◆ What the task requires: Among the lines of data below, reproduce only those from the one with "Task: confirm every instance of the dark" through the one with "Sample output: [[290, 25]]", exactly as they stand, both ends included.

◆ Information:
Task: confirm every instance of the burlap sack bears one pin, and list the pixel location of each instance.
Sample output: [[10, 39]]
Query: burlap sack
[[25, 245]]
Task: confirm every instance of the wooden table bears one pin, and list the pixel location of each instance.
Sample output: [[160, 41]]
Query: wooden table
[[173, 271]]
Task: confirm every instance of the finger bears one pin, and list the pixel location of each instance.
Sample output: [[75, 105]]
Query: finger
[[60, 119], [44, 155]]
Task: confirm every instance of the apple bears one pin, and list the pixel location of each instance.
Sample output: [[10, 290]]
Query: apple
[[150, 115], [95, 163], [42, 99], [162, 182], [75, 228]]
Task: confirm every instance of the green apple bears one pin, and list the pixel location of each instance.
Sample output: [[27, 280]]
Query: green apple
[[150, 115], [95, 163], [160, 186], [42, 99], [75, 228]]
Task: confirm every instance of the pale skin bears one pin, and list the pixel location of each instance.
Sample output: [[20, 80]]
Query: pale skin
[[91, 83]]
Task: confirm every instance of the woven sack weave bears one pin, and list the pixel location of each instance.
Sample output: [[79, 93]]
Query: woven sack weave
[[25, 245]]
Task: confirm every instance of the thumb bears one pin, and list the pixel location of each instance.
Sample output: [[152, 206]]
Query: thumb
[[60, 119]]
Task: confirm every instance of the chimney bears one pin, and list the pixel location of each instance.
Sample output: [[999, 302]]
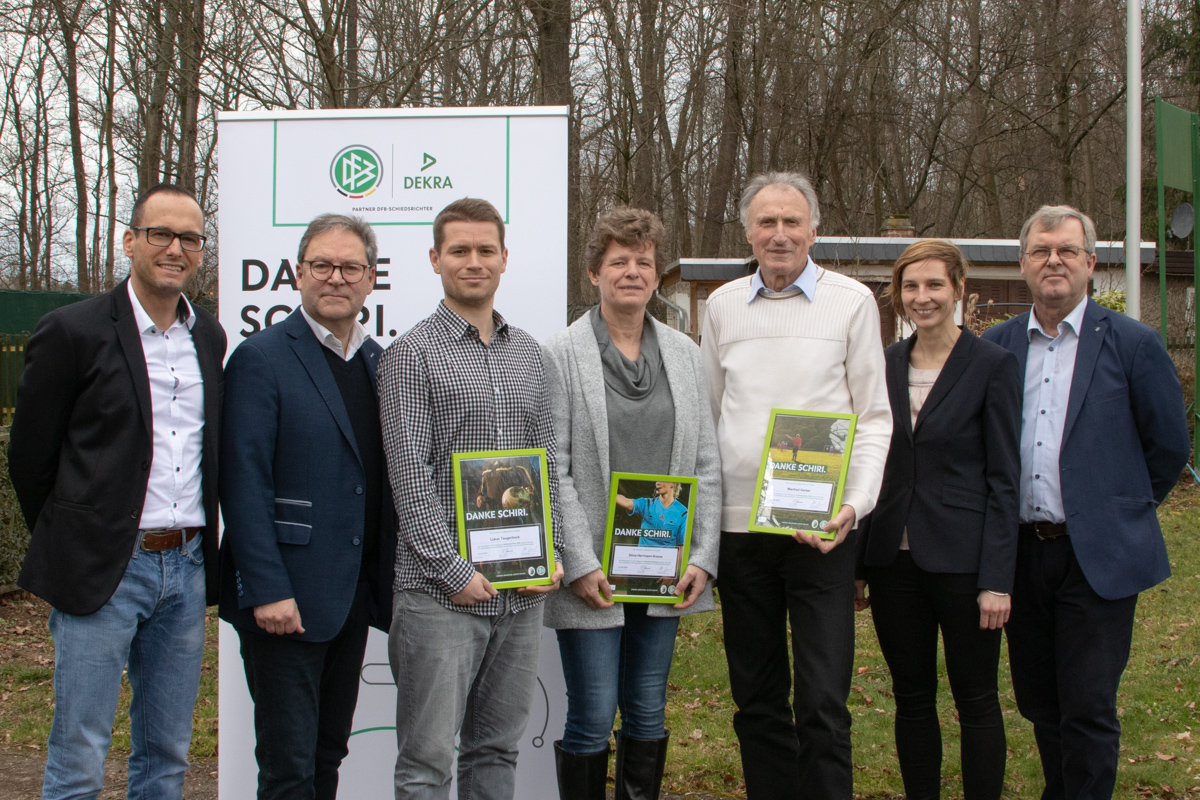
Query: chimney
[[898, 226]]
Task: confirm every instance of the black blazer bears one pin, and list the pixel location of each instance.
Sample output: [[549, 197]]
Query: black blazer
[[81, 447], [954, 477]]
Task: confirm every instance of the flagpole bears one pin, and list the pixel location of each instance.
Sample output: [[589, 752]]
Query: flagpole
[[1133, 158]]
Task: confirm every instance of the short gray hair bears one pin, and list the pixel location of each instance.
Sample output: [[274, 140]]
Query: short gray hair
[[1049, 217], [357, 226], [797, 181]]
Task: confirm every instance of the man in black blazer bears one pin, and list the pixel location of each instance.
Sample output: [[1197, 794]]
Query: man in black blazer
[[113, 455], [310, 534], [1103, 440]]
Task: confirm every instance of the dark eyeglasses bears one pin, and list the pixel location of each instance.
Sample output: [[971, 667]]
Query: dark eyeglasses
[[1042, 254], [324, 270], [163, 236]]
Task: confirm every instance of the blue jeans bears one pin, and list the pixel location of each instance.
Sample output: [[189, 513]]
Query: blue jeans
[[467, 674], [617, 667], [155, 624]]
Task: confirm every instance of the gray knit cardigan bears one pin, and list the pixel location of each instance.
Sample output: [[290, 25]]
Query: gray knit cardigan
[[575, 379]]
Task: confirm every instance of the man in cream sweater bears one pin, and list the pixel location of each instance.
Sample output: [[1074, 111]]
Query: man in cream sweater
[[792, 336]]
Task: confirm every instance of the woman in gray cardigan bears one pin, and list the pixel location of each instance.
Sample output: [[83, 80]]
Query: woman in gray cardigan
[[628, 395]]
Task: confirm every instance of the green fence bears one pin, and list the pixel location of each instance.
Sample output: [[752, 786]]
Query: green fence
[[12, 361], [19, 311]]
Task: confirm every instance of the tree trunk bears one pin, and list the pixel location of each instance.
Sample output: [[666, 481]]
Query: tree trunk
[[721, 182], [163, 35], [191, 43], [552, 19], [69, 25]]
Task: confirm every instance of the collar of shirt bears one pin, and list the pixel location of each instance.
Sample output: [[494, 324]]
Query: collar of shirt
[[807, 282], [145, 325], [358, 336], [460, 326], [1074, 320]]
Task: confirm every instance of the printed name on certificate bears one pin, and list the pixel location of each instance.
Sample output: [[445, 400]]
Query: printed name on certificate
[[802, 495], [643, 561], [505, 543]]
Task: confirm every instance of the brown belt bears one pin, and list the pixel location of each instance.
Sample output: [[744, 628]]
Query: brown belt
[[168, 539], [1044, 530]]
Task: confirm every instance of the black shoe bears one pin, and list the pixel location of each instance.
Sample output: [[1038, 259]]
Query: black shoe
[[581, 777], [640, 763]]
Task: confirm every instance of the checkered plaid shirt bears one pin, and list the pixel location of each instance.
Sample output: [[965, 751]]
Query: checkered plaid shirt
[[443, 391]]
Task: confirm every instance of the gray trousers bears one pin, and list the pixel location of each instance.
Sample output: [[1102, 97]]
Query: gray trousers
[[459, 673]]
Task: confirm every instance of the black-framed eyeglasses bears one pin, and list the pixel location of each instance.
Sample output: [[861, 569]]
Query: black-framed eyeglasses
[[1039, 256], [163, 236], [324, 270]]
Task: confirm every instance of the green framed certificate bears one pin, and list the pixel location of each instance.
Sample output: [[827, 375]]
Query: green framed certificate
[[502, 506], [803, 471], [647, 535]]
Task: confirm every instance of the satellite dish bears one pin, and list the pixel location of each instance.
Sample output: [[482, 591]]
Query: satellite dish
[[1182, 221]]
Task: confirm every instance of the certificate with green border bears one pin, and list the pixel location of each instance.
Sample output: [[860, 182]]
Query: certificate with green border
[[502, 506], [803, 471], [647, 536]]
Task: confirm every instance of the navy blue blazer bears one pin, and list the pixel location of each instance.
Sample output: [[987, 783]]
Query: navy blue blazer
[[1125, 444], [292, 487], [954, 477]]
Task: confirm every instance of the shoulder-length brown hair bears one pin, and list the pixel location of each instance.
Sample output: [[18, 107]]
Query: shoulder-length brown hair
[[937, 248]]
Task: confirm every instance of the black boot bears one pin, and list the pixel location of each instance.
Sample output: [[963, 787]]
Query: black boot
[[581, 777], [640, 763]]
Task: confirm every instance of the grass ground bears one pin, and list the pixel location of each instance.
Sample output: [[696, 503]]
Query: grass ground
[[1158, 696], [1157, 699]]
==
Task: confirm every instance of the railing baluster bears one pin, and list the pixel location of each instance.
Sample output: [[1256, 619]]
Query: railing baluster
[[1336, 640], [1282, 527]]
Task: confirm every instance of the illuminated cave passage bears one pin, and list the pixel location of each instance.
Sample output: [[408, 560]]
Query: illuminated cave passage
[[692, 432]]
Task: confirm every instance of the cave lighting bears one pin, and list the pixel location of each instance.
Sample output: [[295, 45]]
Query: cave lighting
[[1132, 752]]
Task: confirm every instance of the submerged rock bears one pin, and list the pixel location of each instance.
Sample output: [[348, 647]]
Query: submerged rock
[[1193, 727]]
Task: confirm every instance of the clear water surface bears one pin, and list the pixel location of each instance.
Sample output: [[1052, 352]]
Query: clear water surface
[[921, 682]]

◆ Exercise output:
Task: confirm every instance of the dark eyeglasses bears one pin, and list the pixel location of each instance.
Sample output: [[971, 667]]
Query: dark eyeglasses
[[1042, 254], [324, 270], [163, 236]]
Task: confirm every instance of the blue jeans bears one pin, and list the pixel location of each instance.
Sample output: [[189, 513]]
Query: blue jeans
[[467, 674], [617, 667], [155, 624]]
Task: confirm every instance of the gray knit cardigan bears one pin, and list the pixel location of each instance.
Sample output: [[290, 25]]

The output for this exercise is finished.